EXTRACT =
225. Apart from the above-noted internal cooperation mechanisms (e.g. the ECN), the European Union is also a leading player in inter-jurisdictional cooperation on competition law in important fora including: the International Competition Network (ICN); the UNCTAD Intergovernmental Group of Experts on Competition Policy; and the OECD Competition Committee. The EU considered that these multilateral fora provide important platforms to advocate principles of sound competition enforcement and to develop a competition culture globally. This will enable competition authorities worldwide to respond more efficiently to cases involving multiple jurisdiction.

226. The EU includes competition policy in a number of bilateral agreements. Since 2008, the EU has signed bilateral trade agreement with Colombia and Peru, idem with the Andean countries, and an EPA with Caribbean that contain a chapter on competition. Regarding the EPA with Central Africa, only Cameroon signed it and a full EPA is still under negotiation; negotiations on a competition chapter started in 2008; however, there have not been any discussions on this topic since then.

(vi) Intellectual property rights

227. Since its previous Trade Policy Review in 2009, the EU has continued to develop its IPR protection in response to the changing economic and technical environment, particularly in the areas of copyright, patent, trademarks, geographical indications (GIs), and enforcement. During the period under review, major reforms on patents were under way, and the EU lowered the registration cost for Community trademarks, strengthened IPR enforcement by setting up an EU Observatory on Counterfeiting and Piracy, and initiated a review of its Customs Regulations on IPR enforcement. Creative industries in the EU contribute 3.3% of its GDP (2006) and 3% of total employment (2008). In 2008, 6.7 million people worked in the creative industries in the EU-27, and creative goods accounted for 4.3% of extra-EU exports.[252]

228. The adoption of the Lisbon Treaty marked an important step forward for the further development of a truly EU-wide IPR regime. It inserts an IP-specific provision. Article 118 of the Treaty on the Functioning of the European Union (TFEU) stipulates that measures shall be established "for the creation of European intellectual property rights to provide uniform protection of intellectual property rights throughout the Union and for the setting up of centralised Union-wide authorisation, coordination and supervision arrangements".

229. The IPR regime in the EU is governed both by EU legislation and legislation in member States. The EU has an extensive body of intellectual property legislation (Table AIII.2). Member States' legislation implements and complements, where appropriate, EU legislation and commitments under international agreements. The EU is an observer to the World Intellectual Property Organization (WIPO), while its member States are WIPO members. In December 2009, the EU ratified the WIPO Copyright Treaty and the WIPO Performances and Phonograms Treaty.

230. The EU has a regime of regional exhaustion, under which parallel imports from third countries are not allowed, while parallel imports within the EU are permitted.

(a) Copyright and related rights

231. Copyright-dependent industries play an important role in the EU economy. A WIPO study on the contribution of copyright industries to GDP and employment in a number of countries, including some EU member States, found that these industries represent a dynamic sector that, on average, grows faster than the rest of the economy (Table III.12).[253] Some other studies found that in the EU and some EU member States, the contribution of copyright industries to GDP varies from 2.6% to 6.9%, and the contribution to employment varies from 3% to 6.5%.[254] However, as the methodologies of the studies vary, their results are not comparable.

232. Following an impact assessment study, in July 2008, the Commission adopted a proposal to amend Directive 2006/116/EC, i.e. to extend the term of protection for performers and producers of sound recordings, from 50 years to 95 years. According to the EU, this extension would bring performers’ protection closer to that given to authors (life plus 70 years), and this would not have a negative impact on prices.[255] The EU provided that the proposal is still pending before the Council, but may be adopted in 2011.

PROBLEM DESCRIPTION =
Please extract, word for word, the part of the text on EU trade policy and intellectual property that opens with the words containing "232. Following an" and closes with "adopted in 2011.".

LISTED ENTRIES =

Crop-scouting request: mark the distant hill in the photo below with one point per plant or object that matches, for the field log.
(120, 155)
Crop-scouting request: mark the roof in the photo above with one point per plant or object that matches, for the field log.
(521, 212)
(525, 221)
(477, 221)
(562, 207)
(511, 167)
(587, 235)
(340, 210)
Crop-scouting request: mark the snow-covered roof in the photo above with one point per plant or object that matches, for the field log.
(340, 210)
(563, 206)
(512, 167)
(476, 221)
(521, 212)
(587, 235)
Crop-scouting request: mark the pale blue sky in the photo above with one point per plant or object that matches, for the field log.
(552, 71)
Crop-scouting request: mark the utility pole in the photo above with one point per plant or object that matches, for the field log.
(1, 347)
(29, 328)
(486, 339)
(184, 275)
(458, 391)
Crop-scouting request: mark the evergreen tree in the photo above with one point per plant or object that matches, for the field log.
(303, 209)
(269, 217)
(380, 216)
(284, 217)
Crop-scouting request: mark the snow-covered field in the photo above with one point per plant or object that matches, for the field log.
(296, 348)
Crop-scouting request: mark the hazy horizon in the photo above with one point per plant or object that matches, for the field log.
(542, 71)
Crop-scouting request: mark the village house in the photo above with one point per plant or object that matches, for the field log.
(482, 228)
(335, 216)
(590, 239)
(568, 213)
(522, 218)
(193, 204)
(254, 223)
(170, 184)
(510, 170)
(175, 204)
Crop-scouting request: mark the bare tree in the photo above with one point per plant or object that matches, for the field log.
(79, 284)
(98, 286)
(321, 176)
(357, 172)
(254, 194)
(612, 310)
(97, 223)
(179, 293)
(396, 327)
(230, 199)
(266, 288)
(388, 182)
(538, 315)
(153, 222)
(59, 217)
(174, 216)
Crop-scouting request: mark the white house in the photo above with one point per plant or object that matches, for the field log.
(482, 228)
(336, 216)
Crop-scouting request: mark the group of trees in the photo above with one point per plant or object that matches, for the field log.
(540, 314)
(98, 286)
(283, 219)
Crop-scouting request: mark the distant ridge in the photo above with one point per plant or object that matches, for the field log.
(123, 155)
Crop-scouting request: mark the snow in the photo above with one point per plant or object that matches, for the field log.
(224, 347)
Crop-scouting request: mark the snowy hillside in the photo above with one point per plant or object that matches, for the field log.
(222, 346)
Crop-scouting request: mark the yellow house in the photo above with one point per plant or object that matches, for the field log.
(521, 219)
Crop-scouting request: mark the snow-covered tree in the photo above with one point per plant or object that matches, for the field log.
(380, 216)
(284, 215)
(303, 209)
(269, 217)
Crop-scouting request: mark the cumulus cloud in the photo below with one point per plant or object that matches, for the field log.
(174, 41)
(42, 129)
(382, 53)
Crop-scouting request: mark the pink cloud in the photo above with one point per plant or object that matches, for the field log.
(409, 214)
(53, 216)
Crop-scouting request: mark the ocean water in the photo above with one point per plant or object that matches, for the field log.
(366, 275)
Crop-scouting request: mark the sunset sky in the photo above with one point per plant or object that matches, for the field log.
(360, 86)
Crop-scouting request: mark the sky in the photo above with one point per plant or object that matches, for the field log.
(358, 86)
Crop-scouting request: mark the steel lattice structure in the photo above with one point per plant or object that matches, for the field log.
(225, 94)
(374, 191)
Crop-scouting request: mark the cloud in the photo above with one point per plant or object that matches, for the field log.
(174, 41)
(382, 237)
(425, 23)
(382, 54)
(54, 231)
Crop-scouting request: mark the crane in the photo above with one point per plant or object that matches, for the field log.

RESULT OF THIS EXERCISE =
232. Following an impact assessment study, in July 2008, the Commission adopted a proposal to amend Directive 2006/116/EC, i.e. to extend the term of protection for performers and producers of sound recordings, from 50 years to 95 years. According to the EU, this extension would bring performers’ protection closer to that given to authors (life plus 70 years), and this would not have a negative impact on prices.[255] The EU provided that the proposal is still pending before the Council, but may be adopted in 2011.